AIM OF THE TASK =>
Exactly as they appear below, repeat the lines from the one with "positive clicks: (333, 143)" through the one with "box: [8, 43, 48, 140]", and no others.

----------------

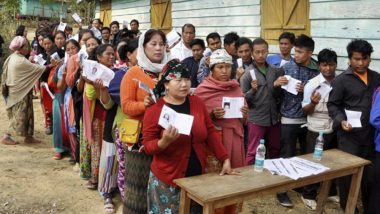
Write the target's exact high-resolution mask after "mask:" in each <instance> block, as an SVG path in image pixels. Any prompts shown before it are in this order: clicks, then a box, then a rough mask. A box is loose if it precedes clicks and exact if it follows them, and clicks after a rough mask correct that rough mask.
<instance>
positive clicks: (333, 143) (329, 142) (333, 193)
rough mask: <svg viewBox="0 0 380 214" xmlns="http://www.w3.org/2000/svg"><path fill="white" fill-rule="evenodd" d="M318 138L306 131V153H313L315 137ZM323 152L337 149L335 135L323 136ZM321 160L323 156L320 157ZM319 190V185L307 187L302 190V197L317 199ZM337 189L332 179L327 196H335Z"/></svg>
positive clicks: (329, 134) (336, 145)
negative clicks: (326, 150)
mask: <svg viewBox="0 0 380 214" xmlns="http://www.w3.org/2000/svg"><path fill="white" fill-rule="evenodd" d="M318 136H319V133H317V132H312V131H307V136H306V153H313V152H314V148H315V141H316V139H317V137H318ZM323 141H324V144H323V150H327V149H334V148H337V143H338V140H337V137H336V133H335V132H333V133H331V134H325V135H323ZM322 158H323V156H322ZM318 188H319V183H316V184H311V185H307V186H305V187H304V188H303V191H302V196H303V197H304V198H306V199H313V200H315V199H316V198H317V191H318ZM337 194H338V192H337V189H336V180H335V179H334V180H333V181H332V184H331V188H330V192H329V196H335V195H337Z"/></svg>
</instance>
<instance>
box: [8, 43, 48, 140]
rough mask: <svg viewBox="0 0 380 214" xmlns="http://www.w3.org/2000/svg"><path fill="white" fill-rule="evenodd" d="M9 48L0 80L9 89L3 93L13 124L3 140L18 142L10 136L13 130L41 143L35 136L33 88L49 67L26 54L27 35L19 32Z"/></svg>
mask: <svg viewBox="0 0 380 214" xmlns="http://www.w3.org/2000/svg"><path fill="white" fill-rule="evenodd" d="M9 49H10V50H11V51H13V54H11V55H10V56H9V57H8V58H7V60H6V61H5V62H4V65H3V70H4V72H3V74H2V81H3V82H2V83H1V84H2V86H3V88H4V87H6V88H7V89H8V90H7V91H8V93H7V94H4V93H3V96H4V98H5V101H6V108H7V113H8V118H9V120H10V126H9V130H8V133H6V134H4V137H3V139H2V140H1V143H3V144H6V145H15V144H17V142H16V141H14V140H13V139H12V138H11V133H15V134H17V135H18V136H23V137H25V143H38V142H40V141H38V140H36V139H34V138H33V132H34V116H33V97H32V96H33V94H32V88H33V86H34V84H35V83H36V81H37V80H38V79H39V78H40V76H41V75H42V74H43V72H44V71H45V70H46V68H45V66H43V65H38V64H32V63H31V62H29V61H28V60H27V59H26V58H25V56H26V55H28V54H29V43H28V41H27V40H26V39H25V37H22V36H16V37H15V38H14V39H13V40H12V42H11V44H10V46H9ZM3 90H4V89H3Z"/></svg>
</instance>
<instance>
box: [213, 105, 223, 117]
mask: <svg viewBox="0 0 380 214" xmlns="http://www.w3.org/2000/svg"><path fill="white" fill-rule="evenodd" d="M224 113H225V111H224V109H223V108H222V107H215V108H214V109H213V110H212V115H213V116H214V118H215V119H222V118H223V116H224Z"/></svg>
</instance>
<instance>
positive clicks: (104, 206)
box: [104, 198, 115, 213]
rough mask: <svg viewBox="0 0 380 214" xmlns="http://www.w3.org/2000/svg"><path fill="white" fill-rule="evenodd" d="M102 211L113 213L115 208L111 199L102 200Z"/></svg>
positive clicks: (106, 198) (107, 212) (108, 212)
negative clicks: (102, 210) (103, 208)
mask: <svg viewBox="0 0 380 214" xmlns="http://www.w3.org/2000/svg"><path fill="white" fill-rule="evenodd" d="M104 211H105V212H106V213H115V207H114V205H113V202H112V198H106V199H104Z"/></svg>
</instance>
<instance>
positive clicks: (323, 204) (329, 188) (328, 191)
mask: <svg viewBox="0 0 380 214" xmlns="http://www.w3.org/2000/svg"><path fill="white" fill-rule="evenodd" d="M330 187H331V180H328V181H323V182H322V186H321V187H320V191H319V194H318V203H317V213H323V207H324V206H325V203H326V198H327V195H328V193H329V191H330Z"/></svg>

----------------

RESPONSE TO THE EXERCISE =>
positive clicks: (333, 143) (329, 142) (333, 193)
rough mask: <svg viewBox="0 0 380 214" xmlns="http://www.w3.org/2000/svg"><path fill="white" fill-rule="evenodd" d="M318 138L306 131V153H313L315 137ZM323 152L337 149L335 135L323 136ZM321 160L323 156L320 157ZM319 190V185L307 187L302 190V197L317 199ZM337 189L332 179L327 196H335Z"/></svg>
positive clicks: (329, 134) (336, 145)
negative clicks: (326, 150)
mask: <svg viewBox="0 0 380 214" xmlns="http://www.w3.org/2000/svg"><path fill="white" fill-rule="evenodd" d="M318 136H319V133H317V132H312V131H307V136H306V153H313V152H314V148H315V141H316V139H317V137H318ZM323 141H324V144H323V150H327V149H334V148H337V143H338V140H337V137H336V133H335V132H333V133H331V134H325V135H323ZM322 158H323V156H322ZM318 188H319V183H316V184H311V185H307V186H305V187H304V188H303V191H302V196H303V197H304V198H306V199H313V200H315V199H316V198H317V191H318ZM337 194H338V192H337V189H336V180H335V179H334V180H333V181H332V184H331V188H330V192H329V196H335V195H337Z"/></svg>
</instance>
<instance>
box: [8, 43, 48, 140]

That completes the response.